_TASK DIRECTIONS:_
Gather every line in the rows below that contains the word "building". Copy each of those lines in full.

___ DATA LISTING ___

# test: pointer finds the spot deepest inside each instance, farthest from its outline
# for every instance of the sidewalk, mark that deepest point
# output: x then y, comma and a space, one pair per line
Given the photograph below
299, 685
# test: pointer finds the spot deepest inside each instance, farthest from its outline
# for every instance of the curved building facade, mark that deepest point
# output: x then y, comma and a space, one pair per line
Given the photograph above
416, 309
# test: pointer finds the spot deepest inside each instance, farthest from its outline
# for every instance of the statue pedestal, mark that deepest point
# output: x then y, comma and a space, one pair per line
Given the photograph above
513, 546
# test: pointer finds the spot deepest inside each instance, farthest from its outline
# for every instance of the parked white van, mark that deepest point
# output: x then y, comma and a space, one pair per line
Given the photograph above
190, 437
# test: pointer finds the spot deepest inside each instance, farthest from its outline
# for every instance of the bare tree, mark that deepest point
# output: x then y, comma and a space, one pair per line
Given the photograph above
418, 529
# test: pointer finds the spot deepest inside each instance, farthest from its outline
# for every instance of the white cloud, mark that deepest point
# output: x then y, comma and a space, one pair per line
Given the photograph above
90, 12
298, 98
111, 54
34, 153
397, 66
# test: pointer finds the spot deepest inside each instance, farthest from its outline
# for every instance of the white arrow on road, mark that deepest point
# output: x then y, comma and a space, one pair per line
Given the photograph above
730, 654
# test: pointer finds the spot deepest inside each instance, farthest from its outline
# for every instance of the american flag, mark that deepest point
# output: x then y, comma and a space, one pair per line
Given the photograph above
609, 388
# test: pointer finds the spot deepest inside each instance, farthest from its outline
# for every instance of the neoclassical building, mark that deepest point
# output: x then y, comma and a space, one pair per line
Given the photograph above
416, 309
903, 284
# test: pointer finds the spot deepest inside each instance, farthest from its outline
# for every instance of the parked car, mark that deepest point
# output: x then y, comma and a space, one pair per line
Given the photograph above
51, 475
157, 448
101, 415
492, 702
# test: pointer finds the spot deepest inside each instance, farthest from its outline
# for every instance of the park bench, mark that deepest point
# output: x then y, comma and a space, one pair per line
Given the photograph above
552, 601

___

_FINAL ANSWER:_
# for every instance of the curved building facade, mark that deepest point
# for every instance of the neoclassical building, mark that deepest point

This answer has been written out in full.